» What needs to be done:
Which lines in the records below contain the word "duckling"? Find and copy each such line, treating uppercase and lowercase letters as different.

» Information provided:
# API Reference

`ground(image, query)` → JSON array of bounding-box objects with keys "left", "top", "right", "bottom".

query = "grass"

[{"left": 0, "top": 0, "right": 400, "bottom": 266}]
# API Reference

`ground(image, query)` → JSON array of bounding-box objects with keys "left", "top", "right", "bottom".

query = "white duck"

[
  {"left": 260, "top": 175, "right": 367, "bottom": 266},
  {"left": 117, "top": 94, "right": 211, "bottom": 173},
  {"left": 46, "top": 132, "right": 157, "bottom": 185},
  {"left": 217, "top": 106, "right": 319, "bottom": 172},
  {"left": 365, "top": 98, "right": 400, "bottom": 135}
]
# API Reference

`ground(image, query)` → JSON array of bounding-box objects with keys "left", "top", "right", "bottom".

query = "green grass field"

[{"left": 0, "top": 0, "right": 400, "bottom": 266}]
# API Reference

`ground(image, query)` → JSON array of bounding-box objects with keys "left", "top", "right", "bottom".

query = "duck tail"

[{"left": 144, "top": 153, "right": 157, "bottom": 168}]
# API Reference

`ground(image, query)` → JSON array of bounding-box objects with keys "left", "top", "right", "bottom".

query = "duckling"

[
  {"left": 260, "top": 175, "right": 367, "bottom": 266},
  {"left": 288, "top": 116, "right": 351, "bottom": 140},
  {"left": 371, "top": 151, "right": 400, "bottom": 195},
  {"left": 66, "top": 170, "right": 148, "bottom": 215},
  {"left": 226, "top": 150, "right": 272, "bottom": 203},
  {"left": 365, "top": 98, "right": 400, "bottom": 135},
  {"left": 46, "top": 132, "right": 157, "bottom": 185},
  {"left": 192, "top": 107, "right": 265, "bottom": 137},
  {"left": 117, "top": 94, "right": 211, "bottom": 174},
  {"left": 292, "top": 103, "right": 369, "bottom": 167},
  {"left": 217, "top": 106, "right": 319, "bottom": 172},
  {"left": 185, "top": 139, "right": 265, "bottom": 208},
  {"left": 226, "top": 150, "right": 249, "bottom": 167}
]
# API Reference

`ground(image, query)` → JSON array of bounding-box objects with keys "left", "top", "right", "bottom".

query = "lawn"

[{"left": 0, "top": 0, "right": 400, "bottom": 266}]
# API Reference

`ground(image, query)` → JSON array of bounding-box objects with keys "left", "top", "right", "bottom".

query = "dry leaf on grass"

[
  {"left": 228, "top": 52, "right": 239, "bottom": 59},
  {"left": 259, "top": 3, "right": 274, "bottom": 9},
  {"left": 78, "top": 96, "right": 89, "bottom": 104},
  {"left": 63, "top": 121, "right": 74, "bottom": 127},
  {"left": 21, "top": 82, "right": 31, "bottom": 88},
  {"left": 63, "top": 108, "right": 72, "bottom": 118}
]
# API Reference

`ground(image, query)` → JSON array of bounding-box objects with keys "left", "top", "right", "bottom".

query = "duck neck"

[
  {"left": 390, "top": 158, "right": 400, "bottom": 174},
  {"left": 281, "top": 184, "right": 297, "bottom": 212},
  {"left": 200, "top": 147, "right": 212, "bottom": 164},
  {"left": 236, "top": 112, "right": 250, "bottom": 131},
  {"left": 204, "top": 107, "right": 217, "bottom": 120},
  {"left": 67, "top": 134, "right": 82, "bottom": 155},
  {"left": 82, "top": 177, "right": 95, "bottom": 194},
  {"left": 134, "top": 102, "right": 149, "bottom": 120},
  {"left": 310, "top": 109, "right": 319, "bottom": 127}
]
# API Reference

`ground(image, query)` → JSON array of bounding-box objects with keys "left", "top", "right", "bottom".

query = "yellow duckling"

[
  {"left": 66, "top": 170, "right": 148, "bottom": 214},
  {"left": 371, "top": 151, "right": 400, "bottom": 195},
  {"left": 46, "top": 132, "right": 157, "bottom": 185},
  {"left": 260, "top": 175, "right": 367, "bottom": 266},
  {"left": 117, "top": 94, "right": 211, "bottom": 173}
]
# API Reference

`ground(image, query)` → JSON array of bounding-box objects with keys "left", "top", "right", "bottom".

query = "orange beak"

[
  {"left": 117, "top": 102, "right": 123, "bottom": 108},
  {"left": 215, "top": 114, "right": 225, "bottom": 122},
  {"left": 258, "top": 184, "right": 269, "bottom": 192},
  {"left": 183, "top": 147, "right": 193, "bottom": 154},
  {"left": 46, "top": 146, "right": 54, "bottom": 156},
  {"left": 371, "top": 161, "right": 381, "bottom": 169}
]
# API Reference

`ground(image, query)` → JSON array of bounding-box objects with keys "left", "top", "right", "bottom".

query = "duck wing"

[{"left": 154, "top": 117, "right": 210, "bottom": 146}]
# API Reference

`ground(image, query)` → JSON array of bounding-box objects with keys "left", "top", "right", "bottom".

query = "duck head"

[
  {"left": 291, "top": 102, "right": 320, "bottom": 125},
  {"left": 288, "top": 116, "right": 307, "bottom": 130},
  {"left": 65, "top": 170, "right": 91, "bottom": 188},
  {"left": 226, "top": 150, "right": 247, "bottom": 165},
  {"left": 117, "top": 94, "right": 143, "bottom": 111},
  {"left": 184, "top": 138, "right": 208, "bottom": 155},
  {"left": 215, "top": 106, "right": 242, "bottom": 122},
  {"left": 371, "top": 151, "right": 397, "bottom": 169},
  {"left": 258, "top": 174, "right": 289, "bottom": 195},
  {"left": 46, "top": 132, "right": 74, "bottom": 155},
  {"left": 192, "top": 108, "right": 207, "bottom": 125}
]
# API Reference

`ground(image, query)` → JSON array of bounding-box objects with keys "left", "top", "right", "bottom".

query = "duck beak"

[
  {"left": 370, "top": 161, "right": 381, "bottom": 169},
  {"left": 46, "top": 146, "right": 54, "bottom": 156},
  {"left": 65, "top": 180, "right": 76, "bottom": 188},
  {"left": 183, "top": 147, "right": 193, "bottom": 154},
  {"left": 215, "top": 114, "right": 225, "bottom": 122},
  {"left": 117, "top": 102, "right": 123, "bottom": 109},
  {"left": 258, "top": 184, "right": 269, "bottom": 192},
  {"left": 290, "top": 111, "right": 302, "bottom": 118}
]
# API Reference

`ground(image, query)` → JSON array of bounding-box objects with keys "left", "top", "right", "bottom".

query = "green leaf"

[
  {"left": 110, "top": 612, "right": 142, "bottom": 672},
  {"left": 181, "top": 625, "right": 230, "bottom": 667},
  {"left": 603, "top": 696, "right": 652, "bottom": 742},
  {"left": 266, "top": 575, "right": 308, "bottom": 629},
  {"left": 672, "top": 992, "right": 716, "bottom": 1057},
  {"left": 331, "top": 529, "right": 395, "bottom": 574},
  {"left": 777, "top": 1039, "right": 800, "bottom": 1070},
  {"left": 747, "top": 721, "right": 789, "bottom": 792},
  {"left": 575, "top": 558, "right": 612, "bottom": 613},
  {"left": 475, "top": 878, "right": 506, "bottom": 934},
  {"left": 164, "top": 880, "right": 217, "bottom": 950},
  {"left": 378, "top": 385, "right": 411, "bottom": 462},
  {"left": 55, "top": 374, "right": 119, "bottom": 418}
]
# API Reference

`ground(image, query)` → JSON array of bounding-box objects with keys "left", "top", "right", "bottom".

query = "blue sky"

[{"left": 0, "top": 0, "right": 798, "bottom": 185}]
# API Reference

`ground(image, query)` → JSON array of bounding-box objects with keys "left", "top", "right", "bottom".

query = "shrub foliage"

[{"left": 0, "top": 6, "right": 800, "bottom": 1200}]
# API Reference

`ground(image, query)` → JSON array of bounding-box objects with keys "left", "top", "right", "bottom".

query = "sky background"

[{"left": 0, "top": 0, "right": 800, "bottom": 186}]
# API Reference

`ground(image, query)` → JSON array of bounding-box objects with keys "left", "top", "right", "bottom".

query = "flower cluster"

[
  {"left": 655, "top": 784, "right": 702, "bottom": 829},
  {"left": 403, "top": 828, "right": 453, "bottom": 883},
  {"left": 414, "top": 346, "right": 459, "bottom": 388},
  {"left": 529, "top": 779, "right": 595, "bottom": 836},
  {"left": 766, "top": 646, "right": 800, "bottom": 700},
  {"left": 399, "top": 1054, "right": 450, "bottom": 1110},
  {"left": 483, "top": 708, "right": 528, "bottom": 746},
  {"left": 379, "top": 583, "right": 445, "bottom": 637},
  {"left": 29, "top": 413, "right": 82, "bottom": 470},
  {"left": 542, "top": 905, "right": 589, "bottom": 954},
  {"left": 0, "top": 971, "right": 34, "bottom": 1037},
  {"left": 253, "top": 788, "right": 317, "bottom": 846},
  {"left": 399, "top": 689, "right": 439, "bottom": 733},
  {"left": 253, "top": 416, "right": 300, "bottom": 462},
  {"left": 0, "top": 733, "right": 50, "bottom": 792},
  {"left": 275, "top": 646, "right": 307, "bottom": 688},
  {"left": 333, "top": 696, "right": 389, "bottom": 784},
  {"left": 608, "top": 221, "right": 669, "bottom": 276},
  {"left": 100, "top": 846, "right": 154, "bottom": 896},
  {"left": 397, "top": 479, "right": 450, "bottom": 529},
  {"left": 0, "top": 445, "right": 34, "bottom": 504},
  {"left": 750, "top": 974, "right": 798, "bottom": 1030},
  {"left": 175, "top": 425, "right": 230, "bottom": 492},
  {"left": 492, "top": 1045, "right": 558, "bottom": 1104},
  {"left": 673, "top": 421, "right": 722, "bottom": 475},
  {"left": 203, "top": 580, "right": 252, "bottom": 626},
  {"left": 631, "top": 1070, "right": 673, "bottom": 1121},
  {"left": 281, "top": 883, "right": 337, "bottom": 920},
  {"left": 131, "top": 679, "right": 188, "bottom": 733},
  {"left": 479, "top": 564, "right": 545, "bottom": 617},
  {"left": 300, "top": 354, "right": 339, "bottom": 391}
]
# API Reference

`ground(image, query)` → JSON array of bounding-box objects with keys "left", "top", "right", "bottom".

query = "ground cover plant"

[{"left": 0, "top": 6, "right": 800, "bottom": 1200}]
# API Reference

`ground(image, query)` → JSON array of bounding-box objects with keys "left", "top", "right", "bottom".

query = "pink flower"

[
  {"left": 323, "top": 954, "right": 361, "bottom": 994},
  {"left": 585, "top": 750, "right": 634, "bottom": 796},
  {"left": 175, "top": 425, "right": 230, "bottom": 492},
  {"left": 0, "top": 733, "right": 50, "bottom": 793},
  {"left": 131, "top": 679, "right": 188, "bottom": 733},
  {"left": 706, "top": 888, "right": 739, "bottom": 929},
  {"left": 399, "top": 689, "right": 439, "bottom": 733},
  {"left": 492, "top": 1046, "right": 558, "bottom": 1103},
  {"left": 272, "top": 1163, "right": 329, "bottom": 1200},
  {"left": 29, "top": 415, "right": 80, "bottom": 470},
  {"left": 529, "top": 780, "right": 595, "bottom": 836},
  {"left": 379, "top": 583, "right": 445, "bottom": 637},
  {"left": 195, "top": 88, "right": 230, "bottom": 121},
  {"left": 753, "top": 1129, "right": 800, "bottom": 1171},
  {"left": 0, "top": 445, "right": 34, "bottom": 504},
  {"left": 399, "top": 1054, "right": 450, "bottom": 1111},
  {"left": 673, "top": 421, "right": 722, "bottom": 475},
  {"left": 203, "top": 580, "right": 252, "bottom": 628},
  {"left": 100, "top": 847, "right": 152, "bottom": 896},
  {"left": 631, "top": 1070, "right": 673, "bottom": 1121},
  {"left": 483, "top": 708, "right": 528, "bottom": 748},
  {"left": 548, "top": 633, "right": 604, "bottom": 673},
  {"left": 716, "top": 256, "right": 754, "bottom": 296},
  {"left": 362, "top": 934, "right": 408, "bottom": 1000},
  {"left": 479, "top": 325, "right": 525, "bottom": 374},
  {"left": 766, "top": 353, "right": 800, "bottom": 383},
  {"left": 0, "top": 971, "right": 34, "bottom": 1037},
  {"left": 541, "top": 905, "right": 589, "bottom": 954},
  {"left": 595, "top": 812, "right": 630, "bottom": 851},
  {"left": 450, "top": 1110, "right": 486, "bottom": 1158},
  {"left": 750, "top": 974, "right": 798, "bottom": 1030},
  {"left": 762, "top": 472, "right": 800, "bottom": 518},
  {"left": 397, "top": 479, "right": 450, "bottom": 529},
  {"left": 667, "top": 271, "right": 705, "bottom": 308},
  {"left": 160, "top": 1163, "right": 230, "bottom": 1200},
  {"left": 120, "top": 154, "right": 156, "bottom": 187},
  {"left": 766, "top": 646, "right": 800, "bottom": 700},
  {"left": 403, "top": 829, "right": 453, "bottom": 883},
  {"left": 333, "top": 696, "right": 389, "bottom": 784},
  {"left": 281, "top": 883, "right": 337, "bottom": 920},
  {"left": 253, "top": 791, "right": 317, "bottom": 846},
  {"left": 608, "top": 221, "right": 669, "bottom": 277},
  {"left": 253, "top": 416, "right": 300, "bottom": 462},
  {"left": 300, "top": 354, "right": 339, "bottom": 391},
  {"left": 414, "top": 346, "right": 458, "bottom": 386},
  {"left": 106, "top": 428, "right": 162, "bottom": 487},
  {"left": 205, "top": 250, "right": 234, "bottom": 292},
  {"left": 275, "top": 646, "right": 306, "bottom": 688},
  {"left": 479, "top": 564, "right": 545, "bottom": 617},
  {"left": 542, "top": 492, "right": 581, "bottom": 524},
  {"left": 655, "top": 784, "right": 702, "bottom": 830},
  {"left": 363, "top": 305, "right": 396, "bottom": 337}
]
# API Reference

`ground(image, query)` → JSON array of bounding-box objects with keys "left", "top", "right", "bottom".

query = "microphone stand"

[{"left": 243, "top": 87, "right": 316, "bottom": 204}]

» Written answer:
query = "duckling"
query = "yellow duckling"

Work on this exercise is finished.